* _Set task_:
Could every line of the data be printed exactly as it reads?

>> Begin

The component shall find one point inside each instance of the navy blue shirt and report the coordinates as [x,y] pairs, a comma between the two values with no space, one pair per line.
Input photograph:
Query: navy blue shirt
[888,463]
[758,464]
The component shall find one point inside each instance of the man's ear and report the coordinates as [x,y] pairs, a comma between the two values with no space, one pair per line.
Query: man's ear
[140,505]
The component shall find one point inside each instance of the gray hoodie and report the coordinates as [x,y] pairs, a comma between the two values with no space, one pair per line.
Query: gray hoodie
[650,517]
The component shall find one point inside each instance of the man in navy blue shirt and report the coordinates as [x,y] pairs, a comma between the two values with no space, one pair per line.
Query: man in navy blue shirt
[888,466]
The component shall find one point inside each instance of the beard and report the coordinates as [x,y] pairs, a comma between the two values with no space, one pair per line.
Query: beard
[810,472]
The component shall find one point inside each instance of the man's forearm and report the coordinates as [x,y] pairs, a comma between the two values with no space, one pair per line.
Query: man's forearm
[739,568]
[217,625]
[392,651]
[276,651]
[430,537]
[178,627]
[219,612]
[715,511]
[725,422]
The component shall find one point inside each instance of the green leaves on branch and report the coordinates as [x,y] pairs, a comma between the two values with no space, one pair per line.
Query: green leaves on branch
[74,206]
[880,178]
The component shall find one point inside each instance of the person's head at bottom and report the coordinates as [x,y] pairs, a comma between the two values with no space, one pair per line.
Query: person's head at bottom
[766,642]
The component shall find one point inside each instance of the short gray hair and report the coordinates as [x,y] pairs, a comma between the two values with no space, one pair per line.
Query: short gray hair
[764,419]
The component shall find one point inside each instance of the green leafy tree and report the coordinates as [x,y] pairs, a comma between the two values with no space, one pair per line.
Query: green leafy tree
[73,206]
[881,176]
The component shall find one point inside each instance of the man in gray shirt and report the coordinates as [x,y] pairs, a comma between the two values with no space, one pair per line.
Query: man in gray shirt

>> End

* _Response to this task_:
The component shall find one point inside each instance of the navy blue shirt and report the coordinates as [x,y] pairs, a comma between the two values with no space, one pair per line.
Input photograph:
Query: navy blue shirt
[888,463]
[758,464]
The component shall find one point inside each instance of the man's ear and report the coordinates as [x,y] pairs, a comma between the two values with no space, one pair per line.
Query: man's ear
[140,505]
The component shall find one point inside each instance of the gray hoodie and report the coordinates as [x,y] pairs, a comma between the two values with no space, one pair per line.
Query: gray hoodie
[650,517]
The component shall find one point inside each instance of the man in navy blue shirt and report the coordinates as [x,y] pairs, a comma between the two values with no space, one pair per line.
Query: man in navy blue shirt
[888,466]
The component shall find one point inside each instance of the beard and report the coordinates as [x,y] pairs, a comma between the two values with no space, one pair per line.
Query: beard
[810,472]
The component shall find one point inside each instance of the man's forearm and report the coordinates as [x,y] pairs, a comma between the two values with no space, one pair per line.
Query: man's forearm
[739,568]
[217,625]
[392,651]
[276,651]
[430,537]
[178,627]
[219,612]
[715,511]
[725,422]
The component shall find one point inside each instance of the green leaves on branch and report the coordinates as [x,y] pairs, a comma between the two values with no space, one pair per line.
Query: green leaves on branch
[74,206]
[880,178]
The component shall find one point inside each instance of the person's head at bottom and report the coordinates as [x,y] pairs, a comma between the two values with no space, one pair per line.
Query: person's head at bottom
[766,642]
The component shall find one point inside each instance of the short gray hair and report the coordinates as [x,y] pairs, a comma between the two values with no space, one pair per line.
Query: short gray hair
[764,419]
The component shall find one point inside each instance of the green leafy tree and report the coordinates as [x,y] pairs, a comma between the two values with no space, one pair per line.
Query: green leafy tree
[73,206]
[881,176]
The component shall find one point inside each instance of the man in gray shirt and report the coordinates as [x,y] pairs, a comma between the two values with no space, one pair per line.
Query: man in gray shirt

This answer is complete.